(Position notes)
☆ ☆ ☆ ☆ ☆ ☆ ☆
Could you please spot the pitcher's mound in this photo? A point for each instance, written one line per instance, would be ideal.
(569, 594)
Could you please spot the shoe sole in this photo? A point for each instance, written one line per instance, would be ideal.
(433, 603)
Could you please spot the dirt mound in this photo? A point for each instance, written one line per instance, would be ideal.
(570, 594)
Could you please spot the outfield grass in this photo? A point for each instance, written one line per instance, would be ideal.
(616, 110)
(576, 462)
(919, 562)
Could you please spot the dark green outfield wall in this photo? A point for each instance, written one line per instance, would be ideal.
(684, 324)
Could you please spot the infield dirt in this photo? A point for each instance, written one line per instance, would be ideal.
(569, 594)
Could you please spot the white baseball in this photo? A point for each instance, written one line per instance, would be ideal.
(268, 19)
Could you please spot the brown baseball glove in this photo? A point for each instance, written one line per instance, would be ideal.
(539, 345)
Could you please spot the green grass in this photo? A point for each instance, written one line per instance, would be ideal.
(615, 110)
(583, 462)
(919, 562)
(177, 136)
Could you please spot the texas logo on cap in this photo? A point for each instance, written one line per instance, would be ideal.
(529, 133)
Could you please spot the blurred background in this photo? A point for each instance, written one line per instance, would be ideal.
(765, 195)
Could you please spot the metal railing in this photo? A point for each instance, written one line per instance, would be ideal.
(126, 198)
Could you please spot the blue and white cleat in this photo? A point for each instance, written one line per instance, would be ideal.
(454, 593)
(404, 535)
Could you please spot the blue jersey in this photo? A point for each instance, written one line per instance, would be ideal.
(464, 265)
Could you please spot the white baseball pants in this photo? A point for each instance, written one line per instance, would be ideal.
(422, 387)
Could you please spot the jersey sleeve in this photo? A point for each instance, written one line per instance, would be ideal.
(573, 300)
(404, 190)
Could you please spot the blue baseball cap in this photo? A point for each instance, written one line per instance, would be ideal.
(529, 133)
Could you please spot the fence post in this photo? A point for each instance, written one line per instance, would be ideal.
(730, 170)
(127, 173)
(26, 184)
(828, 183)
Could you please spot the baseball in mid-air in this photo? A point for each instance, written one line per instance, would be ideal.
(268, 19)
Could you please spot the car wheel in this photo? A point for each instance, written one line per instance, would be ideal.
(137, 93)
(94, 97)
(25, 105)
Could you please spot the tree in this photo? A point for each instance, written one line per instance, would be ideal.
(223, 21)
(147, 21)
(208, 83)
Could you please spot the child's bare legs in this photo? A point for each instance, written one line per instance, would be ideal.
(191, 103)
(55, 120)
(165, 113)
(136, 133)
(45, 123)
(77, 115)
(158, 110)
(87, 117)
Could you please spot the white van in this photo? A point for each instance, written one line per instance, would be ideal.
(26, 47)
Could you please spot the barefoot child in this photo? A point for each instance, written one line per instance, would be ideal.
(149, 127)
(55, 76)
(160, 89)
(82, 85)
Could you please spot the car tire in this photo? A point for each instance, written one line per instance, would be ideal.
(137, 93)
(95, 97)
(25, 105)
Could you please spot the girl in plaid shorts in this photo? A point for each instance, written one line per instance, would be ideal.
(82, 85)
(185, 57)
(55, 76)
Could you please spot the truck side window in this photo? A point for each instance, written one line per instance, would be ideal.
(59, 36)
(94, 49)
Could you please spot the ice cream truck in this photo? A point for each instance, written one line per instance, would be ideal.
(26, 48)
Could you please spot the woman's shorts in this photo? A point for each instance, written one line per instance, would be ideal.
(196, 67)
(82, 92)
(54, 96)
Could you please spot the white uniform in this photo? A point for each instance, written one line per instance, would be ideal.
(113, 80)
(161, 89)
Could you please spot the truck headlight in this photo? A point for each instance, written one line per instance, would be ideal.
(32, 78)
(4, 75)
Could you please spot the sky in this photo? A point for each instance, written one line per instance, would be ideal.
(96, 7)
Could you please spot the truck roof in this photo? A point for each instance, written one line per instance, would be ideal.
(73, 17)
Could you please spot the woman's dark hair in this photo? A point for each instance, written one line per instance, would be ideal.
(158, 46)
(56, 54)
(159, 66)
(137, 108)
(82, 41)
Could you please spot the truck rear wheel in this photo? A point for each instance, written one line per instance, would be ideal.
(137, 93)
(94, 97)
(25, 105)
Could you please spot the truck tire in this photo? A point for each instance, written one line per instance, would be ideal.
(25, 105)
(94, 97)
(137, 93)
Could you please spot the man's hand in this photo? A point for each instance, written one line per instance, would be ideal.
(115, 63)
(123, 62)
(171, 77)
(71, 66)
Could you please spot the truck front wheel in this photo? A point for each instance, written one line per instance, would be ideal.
☆ ☆ ☆ ☆ ☆ ☆ ☆
* **Directions for this task**: Copy the lines above word for word, from the first to the last.

* **Exercise result**:
Could you please spot the pitcher's mound in this photo? A point for each instance, written one line per instance, would be ideal.
(569, 594)
Could you please spot the shoe sole in this photo? A point for each instance, written one line per instance, would be ideal.
(433, 603)
Could you please spot the dirt mound in this photo? A point for each instance, written one line per instance, would be ideal.
(570, 594)
Could you please spot the outfield grass in this photo? A point for each instance, written one line per instance, would be ideal.
(616, 110)
(576, 462)
(919, 562)
Could you please spot the dark green outfield wall in this photo? A point for each instance, written one line per instance, would be ideal.
(684, 324)
Could you please spot the infield dirt in this photo? A point for each instance, written one line per instance, would be ideal.
(569, 594)
Could you please spot the white baseball in this photo? A point for each instance, written one line per instance, would be ideal.
(268, 19)
Could you please spot the brown baseball glove in this photo? A point for each instance, written one line per instance, would be ideal.
(539, 345)
Could you please spot the green grass in this photo? A point for each instance, written one line per instance, would be ideal.
(615, 110)
(583, 462)
(919, 562)
(177, 136)
Could you please spot the texas logo on cap in this photo? A point for each instance, written one line per instance, would be ideal.
(529, 133)
Could you please spot the blurred background in this photo? A point for each instance, written one line per instance, would be ideal.
(765, 195)
Could you please spot the metal railing in this photo? A point for each instance, written one line per instance, would be ideal.
(126, 198)
Could you please spot the blue and white cleat in this photo? A point for each instance, written one line per instance, would be ideal.
(454, 593)
(404, 535)
Could you please spot the blue jersey in this photo? A point for each instance, written one line per instance, would be ideal.
(464, 265)
Could you please spot the white baseball pants in this photo? A point for each instance, written one line per instance, would be ideal.
(422, 387)
Could you please spot the jersey sleeve in this photo? A point for each instance, written one line per instance, would be ideal.
(573, 300)
(404, 190)
Could you please spot the blue baseball cap in this photo? A point for each instance, written one line per instance, would be ideal.
(529, 133)
Could you please spot the fence post in this photo? A point for each instance, written one line per instance, would be ideal.
(730, 170)
(127, 173)
(26, 184)
(828, 183)
Could you please spot the baseball in mid-air in this photo? A point for each instance, written one line per instance, would be ideal.
(268, 19)
Could you please spot the car wheel in this photo? A point for each instance, written one line per instance, would be ideal.
(137, 93)
(94, 97)
(25, 105)
Could you please spot the tree in this photo? A point for each instance, written one line per instance, would be ideal.
(223, 21)
(147, 21)
(208, 83)
Could you please spot the child's bare legs in this photo? A point for each instance, written one line per instance, would be ideal.
(191, 103)
(55, 120)
(165, 113)
(136, 133)
(45, 123)
(77, 115)
(158, 110)
(87, 117)
Could you please spot the white van in this photo? A point for each instance, written one line per instance, would be ideal.
(26, 47)
Could you please spot the barefoot child in this photo? A point for each instance, written one line per instance, would be ideal.
(149, 127)
(55, 76)
(160, 89)
(82, 85)
Could you please spot the car tire in this photo? A point for each instance, written one line per instance, would be ideal.
(137, 93)
(95, 97)
(25, 105)
Could you please spot the girl in plaid shorts in this photo? A point for each instance, written one line per instance, would be ideal.
(82, 85)
(185, 57)
(55, 76)
Could you please spot the truck side window in this photo? A point for each instance, written one line per instance, would be ideal.
(59, 36)
(94, 49)
Could you please spot the ice cream truck in this photo? A point for each instance, written one line per instance, would be ideal.
(26, 48)
Could you please spot the woman's shorts in this photo? A point for each instance, written one line per instance, would be ideal.
(196, 67)
(82, 92)
(54, 96)
Could you please spot the white uniform in this photo? A point for each instance, written one line per instance, would be ideal.
(113, 80)
(161, 89)
Could you please spot the truck headlight in this photo? A point for each instance, written one line per instance, would be ideal.
(32, 78)
(4, 75)
Could you please spot the sky in this photo? A point for each instance, written one line per instance, would be ideal.
(96, 7)
Could you please spot the truck roof in this photo? A point for each instance, written one line per instance, would be ideal.
(73, 17)
Could you please spot the woman's dark hair in this photo? A point for each instance, written one line per instance, would be ideal.
(158, 46)
(56, 54)
(159, 66)
(137, 108)
(82, 41)
Could you please spot the truck rear wheel in this photo? A point for each instance, written one line per instance, would be ideal.
(137, 93)
(94, 97)
(25, 105)
Could you please spot the truck tire in this photo? A point for each instance, written one line per instance, would be ideal.
(25, 105)
(94, 97)
(137, 93)
Could you please spot the man's hand in this photo? A point for each instance, written one line per instance, would be ideal.
(115, 63)
(123, 62)
(171, 77)
(71, 66)
Could you please spot the truck front wheel in this photo? A point for each instance, written one line per instance, would be ideal.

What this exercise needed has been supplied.